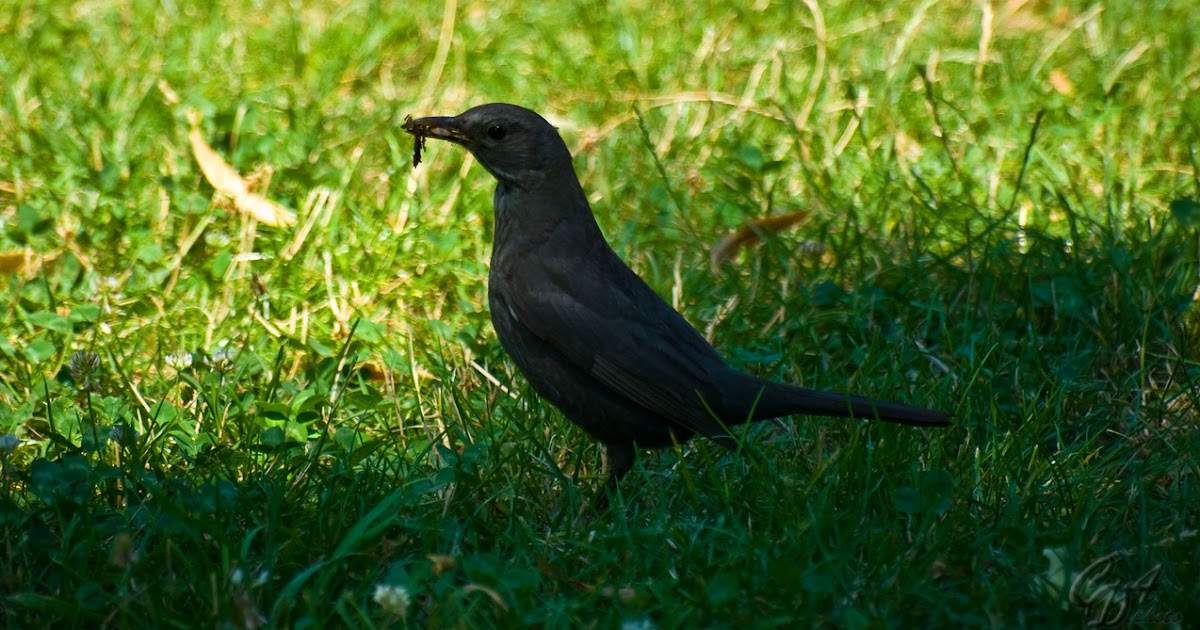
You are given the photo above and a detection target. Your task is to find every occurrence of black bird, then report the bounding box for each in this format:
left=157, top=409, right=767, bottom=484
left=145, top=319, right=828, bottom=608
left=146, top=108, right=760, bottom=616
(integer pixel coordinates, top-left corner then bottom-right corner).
left=403, top=103, right=949, bottom=506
● ● ●
# WHAT THE TASK ASKS:
Reproduce the listing above word for word, leaving out the pictures.

# TASK RESPONSE:
You are given the photo above and a detection target. Your task is to find every occurrence of black bird, then report the bounding box for each in this format:
left=157, top=409, right=767, bottom=484
left=145, top=319, right=828, bottom=608
left=146, top=108, right=760, bottom=616
(integer pixel coordinates, top-left corner then bottom-right corner).
left=403, top=103, right=949, bottom=506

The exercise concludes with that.